Desafio 1
Segundo o trecho sobre Luiz Gama, quantas pessoas ele libertou da escravidão?
Desafio 2
Atualize o trecho sobre Luiz Gama que vai de "Estava dada a" até "para o Brasil.", substituindo "advogado" por "jurista".
Desafio 3
Prossiga com o texto sobre Luiz Gama e as caminhadas em sua memória a partir do ponto em que ele termina.

Trecho do documento
□ □ □ □ □ □ □

Para finalizar, “intimou a multidão a jurar sobre o cadáver, que não se deixaria morrer a ideia pela qual combatera aquele gigante.

A multidão jurou”.

Estava dada a senha para as gerações futuras: continuar a caminhada de Luiz Gama. Não apenas pela abolição e pela República, mas por um país verdadeiramente democrático. Não apenas uma caminhada simbólica, mas a experiência mesma de ter os pés no chão, de ancorar no espaço as ideias, sobretudo naqueles territórios marcados pela presença do homem que se alfabetizou aos 17 anos de idade, provou que era livre, tornou-se jornalista, escritor e advogado, libertou mais de 500 pessoas da escravidão e, além de escrever “o magnífico poema da agonia imperial”, formulou um projeto para o Brasil.

Caminhada Luiz Gama Imortal
Caminhada Luiz Gama Imortal

Quatro décadas e meia se passaram até que se retomasse a caminhada. E isso se deu por meio de uma estratégia habilmente utilizada por Luiz Gama em seu tempo: a Imprensa. Em junho de 1928, quando ele completaria 98 anos de idade, o presidente do Grêmio Carnavalesco Campos Elíseos, Argentino Celso Wanderley, e o escritor e jornalista Lino Guedes selaram uma parceria, respectivamente como proprietário e editor, para lançar, pela “grandeza da imprensa negra do Brasil”, o Progresso, jornal mensal em cujas páginas passaram a circular notícias do cotidiano, do mercado de trabalho, sobre educação, família, comportamento, vida social, questões raciais, mundo religioso, memória da escravidão, ícones afro-diaspóricos, cultura, lazer e a experiência negra pelo mundo, dando suporte à organização de reuniões sociais, sessões solenes, comemorações de efemérides abolicionistas, palestras e (atenção!) romarias cívicas, que hoje chamamos de caminhadas, em diálogo com os dois momentos cruciais da trajetória de Luiz Gama – a subida da Serra do Cubatão, em 1840, e o cortejo de 25 de agosto de 1882.

□ □ □ □ □ □ □

Linhas do conjunto
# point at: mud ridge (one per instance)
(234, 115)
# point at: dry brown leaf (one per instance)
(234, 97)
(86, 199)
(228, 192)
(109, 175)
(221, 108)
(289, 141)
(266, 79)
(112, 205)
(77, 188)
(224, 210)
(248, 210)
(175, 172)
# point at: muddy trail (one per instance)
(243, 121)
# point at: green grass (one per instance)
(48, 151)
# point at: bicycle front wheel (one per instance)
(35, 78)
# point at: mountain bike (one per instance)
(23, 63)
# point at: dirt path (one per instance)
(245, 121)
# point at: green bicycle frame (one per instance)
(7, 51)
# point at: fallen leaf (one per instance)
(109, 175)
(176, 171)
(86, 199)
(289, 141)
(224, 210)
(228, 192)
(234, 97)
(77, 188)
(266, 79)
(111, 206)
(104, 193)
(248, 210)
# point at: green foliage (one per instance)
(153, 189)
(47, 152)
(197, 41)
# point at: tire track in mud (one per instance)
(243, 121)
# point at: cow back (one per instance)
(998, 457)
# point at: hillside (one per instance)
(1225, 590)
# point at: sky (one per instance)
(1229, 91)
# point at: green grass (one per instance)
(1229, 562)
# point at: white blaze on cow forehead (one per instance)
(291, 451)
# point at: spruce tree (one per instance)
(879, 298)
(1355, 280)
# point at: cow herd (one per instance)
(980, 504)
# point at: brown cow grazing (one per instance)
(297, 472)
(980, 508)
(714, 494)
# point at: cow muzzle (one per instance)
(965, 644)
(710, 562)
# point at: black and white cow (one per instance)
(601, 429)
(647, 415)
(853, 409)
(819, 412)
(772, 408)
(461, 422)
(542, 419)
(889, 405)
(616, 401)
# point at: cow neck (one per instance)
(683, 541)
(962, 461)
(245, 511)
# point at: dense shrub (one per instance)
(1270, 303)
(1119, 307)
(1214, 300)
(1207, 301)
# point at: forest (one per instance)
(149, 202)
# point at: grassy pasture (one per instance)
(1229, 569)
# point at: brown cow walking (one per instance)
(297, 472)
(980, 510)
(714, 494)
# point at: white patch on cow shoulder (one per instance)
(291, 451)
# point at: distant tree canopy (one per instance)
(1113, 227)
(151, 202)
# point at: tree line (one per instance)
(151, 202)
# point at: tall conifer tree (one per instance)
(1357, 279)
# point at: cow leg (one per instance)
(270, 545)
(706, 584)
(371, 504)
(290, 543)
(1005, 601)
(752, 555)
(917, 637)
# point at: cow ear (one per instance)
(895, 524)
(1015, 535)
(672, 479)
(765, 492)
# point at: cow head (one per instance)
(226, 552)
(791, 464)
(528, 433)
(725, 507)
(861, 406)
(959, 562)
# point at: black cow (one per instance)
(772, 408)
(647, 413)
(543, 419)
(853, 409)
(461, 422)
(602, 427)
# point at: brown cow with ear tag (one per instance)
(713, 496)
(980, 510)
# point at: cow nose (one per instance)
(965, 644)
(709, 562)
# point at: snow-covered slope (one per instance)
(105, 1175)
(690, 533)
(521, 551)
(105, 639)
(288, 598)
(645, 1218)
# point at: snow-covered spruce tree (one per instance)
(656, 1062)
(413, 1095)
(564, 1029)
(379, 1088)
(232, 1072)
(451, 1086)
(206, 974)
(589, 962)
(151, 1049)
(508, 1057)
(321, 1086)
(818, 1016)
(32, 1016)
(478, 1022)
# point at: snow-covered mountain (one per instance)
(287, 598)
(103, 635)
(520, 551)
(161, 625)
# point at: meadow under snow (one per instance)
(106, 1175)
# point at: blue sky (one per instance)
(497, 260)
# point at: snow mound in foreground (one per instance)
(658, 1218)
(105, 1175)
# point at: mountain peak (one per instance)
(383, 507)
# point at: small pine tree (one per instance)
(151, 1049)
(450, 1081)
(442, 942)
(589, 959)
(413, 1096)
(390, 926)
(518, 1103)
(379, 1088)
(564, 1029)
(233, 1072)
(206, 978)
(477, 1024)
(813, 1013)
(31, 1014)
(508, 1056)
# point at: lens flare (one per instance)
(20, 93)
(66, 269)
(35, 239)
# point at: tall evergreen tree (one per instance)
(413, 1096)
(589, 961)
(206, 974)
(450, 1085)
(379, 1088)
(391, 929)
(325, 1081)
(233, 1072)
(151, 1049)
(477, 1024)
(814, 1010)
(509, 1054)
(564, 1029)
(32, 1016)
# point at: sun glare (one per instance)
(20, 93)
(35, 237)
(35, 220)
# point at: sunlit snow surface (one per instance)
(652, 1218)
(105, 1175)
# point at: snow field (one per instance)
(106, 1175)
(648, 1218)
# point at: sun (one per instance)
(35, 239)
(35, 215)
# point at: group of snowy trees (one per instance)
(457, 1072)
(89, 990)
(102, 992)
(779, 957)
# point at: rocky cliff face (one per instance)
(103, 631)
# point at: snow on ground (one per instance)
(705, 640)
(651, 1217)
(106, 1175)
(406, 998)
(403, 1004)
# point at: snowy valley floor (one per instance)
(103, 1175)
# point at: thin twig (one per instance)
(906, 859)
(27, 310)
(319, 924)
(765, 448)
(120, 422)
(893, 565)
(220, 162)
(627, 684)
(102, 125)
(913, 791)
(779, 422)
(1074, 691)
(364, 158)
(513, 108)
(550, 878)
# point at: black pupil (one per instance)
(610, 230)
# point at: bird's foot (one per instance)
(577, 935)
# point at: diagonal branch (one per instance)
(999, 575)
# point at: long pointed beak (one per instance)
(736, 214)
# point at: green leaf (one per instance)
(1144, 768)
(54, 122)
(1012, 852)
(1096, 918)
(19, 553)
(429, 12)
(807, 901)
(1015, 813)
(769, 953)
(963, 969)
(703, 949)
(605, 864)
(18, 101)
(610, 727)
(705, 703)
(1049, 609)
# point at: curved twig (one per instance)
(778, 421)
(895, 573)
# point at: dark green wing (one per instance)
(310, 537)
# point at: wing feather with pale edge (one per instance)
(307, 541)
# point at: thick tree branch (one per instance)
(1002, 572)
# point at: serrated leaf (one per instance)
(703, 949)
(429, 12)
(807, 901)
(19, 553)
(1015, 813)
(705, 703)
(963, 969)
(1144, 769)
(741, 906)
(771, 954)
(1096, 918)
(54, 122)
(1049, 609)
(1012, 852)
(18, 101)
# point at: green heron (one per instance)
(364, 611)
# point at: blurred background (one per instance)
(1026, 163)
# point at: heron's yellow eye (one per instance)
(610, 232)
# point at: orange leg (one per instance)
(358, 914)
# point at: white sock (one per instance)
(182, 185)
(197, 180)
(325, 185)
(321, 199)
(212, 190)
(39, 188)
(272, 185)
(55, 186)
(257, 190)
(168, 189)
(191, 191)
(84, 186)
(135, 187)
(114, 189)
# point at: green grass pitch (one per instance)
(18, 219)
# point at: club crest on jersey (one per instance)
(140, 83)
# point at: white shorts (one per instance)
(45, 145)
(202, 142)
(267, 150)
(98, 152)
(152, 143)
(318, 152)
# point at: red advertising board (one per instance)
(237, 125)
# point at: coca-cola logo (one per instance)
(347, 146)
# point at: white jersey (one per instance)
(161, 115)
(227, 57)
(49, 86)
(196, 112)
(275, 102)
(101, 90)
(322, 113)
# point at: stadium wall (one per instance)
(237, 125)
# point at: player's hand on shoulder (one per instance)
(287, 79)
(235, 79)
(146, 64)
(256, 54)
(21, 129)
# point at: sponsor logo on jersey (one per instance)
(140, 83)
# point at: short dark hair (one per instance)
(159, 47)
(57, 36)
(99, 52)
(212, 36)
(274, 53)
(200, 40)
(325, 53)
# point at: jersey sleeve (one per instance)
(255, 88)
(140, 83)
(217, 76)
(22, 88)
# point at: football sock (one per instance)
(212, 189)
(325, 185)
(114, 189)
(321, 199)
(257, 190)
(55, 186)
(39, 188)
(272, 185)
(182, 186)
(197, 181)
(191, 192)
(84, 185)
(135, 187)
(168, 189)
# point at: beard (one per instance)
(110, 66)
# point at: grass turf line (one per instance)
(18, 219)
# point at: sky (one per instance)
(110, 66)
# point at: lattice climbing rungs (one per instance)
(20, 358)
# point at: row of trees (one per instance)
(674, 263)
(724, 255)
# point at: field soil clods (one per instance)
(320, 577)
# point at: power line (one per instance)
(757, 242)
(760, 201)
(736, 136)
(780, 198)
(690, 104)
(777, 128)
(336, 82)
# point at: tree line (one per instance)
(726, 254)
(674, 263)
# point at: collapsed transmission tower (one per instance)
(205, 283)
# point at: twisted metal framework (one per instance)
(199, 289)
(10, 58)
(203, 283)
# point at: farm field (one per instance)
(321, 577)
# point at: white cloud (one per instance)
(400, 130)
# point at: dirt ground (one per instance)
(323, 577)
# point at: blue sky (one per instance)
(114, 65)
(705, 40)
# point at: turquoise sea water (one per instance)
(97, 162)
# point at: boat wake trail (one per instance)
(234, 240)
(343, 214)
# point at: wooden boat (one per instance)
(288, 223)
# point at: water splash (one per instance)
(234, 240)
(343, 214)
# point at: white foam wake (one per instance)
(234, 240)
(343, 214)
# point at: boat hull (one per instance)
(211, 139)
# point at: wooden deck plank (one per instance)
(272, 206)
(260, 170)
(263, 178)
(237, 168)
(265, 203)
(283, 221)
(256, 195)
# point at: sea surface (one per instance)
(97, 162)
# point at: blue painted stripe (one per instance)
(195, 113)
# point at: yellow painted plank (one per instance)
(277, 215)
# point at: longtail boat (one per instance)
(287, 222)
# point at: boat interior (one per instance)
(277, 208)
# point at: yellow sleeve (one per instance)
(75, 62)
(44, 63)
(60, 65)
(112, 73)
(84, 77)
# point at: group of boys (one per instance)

□ □ □ □ □ □ □

Resposta correta 1
Mais de 500 pessoas.

Resposta correta 2
Estava dada a senha para as gerações futuras: continuar a caminhada de Luiz Gama. Não apenas pela abolição e pela República, mas por um país verdadeiramente democrático. Não apenas uma caminhada simbólica, mas a experiência mesma de ter os pés no chão, de ancorar no espaço as ideias, sobretudo naqueles territórios marcados pela presença do homem que se alfabetizou aos 17 anos de idade, provou que era livre, tornou-se jornalista, escritor e jurista, libertou mais de 500 pessoas da escravidão e, além de escrever “o magnífico poema da agonia imperial”, formulou um projeto para o Brasil.

Resposta correta 3
Tratava-se, porém, pelo que se lê no Progresso, e mesmo pela escolha do mês de seu lançamento, de celebrar muito mais a permanência do exemplo do que o desaparecimento físico do homenageado. Luiz Gama tinha, escreveu Lino Guedes, logo na primeira página da edição inaugural, “a elegância de um príncipe, trajando habitualmente fraque ou sobrecasaca e chapéu alto; tudo de cor de cinza, muito elegante. À tarde descia com uma pontualidade inglesa até o Brás, onde, nessa época residiam os políticos, jornalistas e mais homens de distinção social, a fim de cavaquear com os amigos […]. A sua presença era uma aleluia nas ruas, porque nenhum homem preto o avistava sem vivas demonstrações de incontida alegria. Abraçava a todos, indagando sempre dos momentos de fugitivos, pondo-se como escudo entre eles e a justiça medievalesca do tempo. Foi o ídolo de todos os corações generosos. A história […], na perpetuidade das suas páginas, consagra o nome deste liberto extraordinário, lutador de tempera, em cuja mão tudo se transformava em arma de combate, desde a razão jurídica dos fatos consignados até a despretensão da poesia”.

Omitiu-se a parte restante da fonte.